(Beginning of Information given)

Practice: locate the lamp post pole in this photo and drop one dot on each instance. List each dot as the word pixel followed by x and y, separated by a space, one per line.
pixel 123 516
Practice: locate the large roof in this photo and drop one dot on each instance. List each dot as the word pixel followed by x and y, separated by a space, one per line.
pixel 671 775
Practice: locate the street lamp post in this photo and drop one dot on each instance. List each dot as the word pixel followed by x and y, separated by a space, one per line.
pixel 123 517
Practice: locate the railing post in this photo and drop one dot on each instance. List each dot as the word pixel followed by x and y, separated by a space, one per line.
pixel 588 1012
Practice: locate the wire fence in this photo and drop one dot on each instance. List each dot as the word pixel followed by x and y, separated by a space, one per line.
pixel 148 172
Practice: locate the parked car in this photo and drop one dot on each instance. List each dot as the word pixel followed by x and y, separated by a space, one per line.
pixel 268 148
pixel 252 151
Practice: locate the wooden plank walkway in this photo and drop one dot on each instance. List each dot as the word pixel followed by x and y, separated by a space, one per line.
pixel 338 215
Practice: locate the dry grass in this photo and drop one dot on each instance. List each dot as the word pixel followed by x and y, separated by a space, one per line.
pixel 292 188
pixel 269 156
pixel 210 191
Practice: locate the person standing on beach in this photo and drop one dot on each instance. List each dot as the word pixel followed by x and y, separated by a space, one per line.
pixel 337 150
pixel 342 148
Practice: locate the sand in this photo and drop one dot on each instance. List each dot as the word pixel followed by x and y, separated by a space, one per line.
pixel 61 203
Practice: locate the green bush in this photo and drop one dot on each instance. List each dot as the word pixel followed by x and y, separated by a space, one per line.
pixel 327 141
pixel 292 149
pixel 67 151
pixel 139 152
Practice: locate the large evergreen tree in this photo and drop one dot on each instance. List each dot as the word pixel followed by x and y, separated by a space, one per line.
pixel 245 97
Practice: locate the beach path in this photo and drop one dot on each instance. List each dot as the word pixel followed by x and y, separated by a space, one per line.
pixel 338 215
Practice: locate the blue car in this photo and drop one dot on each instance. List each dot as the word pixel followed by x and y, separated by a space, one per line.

(End of Information given)

• _Problem to work on_:
Copy nothing except the lines from the one with "Practice: locate the green" through the end of the records; keep each exactly as it appears, first and last included.

• _Output of the task_:
Practice: locate the green bush in this photo and drop one dot on each instance. List each dot as the word pixel followed by x and y, separated by a space, one per line.
pixel 327 141
pixel 292 149
pixel 67 151
pixel 139 152
Practice: locate the large evergreen tree in this photo and drop one dot on each instance. List each dot as the word pixel followed by x and y, separated by a space, one per line.
pixel 245 97
Practice: locate the beach path in this photo and drop one dot on each instance. List each dot as the word pixel followed by x and y, separated by a space, one per line.
pixel 338 215
Practice: locate the blue car in this photo and drop one dot on each instance. List each dot as the word pixel followed by x and y, separated by a space, one per line.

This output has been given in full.